## Extrait fourni

Même si le VIP Room continue d’attirer les foules à la nuit tombée près du Casino, et si Sean Penn a pu récupérer plus de 1 million d’euros pour Haïti lors de son gala de charité, ce 65ème festival de Cannes désormais sous la pluie attend encore d’être totalement chamboulé. Pourtant, quelques films se détachent déjà du lot et pourraient chacun dans leur catégorie être récompensés, sans trop de surprise. Retour sur ces 5 premiers jours de festival :
Sélection officielle :
– De rouilles et d’Os de Jacques Audiard : Un torrent d’émotion a bousculé le festival dès son premier jour. Le film très attendu du réalisateur le plus en vogue du cinéma Français a tenu ses promesses. Peut être plus encore que la mise en scène, c’est la puissance dramatique du récit qui fait toute la force de l’œuvre. La critique Française dans son ensemble a vanté les mérites du film, mais quelques facilités de scénario font penser qu’il sera un peu juste pour la palme. Il devrait toutefois sauf surprise figurer au palmarès.
– La chasse de Thomas Vinterberg
Sur fond de pédophilie au cœur d’un village sans histoire où il n’y a que de bons amis, le nouveau film de Thomas Vinterberg à la mise en scène glaciale fascine ou irrite. Et puisque les films controversés sont souvent ceux récompensés à Cannes, Vinterberg et ses acteurs pourraient bien repartir avec quelque chose, ne serait-ce que pour la performance exceptionnelle de Mads Mikkelsen en proie à toute la médiocrité humaine.

## Données d'entrée
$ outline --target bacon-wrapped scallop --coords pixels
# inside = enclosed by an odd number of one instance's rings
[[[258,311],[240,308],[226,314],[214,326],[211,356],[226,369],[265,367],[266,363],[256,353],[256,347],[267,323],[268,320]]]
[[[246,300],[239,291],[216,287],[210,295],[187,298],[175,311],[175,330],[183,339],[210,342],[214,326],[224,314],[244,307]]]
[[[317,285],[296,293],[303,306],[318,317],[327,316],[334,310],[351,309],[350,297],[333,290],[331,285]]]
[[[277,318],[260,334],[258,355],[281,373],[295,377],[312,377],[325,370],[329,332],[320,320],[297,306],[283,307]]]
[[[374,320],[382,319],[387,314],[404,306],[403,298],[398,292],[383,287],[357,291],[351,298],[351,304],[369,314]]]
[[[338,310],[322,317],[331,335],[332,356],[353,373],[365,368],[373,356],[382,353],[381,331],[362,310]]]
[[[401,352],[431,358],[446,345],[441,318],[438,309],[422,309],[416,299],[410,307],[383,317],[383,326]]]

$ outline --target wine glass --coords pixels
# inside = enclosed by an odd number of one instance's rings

## Consignes
- 1) D'après l'extrait fourni, quelle somme Sean Penn a-t-il pu récupérer pour Haïti lors de son gala de charité ?
- 2) Modifiez le listing en remplaçant partout « pixels » par « px », sans toucher au reste.

## Réponses par consigne
- 1) Plus de 1 million d'euros.

- 2)
$ outline --target bacon-wrapped scallop --coords px
# inside = enclosed by an odd number of one instance's rings
[[[258,311],[240,308],[226,314],[214,326],[211,356],[226,369],[265,367],[266,363],[256,353],[256,347],[267,323],[268,320]]]
[[[246,300],[239,291],[216,287],[210,295],[187,298],[175,311],[175,330],[183,339],[210,342],[214,326],[224,314],[244,307]]]
[[[317,285],[296,293],[303,306],[318,317],[327,316],[334,310],[351,309],[350,297],[333,290],[331,285]]]
[[[277,318],[260,334],[258,355],[281,373],[295,377],[312,377],[325,370],[329,332],[320,320],[297,306],[283,307]]]
[[[374,320],[382,319],[387,314],[404,306],[403,298],[398,292],[383,287],[357,291],[351,298],[351,304],[369,314]]]
[[[338,310],[322,317],[331,335],[332,356],[353,373],[365,368],[373,356],[382,353],[381,331],[362,310]]]
[[[401,352],[431,358],[446,345],[441,318],[438,309],[422,309],[416,299],[410,307],[383,317],[383,326]]]

$ outline --target wine glass --coords px
# inside = enclosed by an odd number of one instance's rings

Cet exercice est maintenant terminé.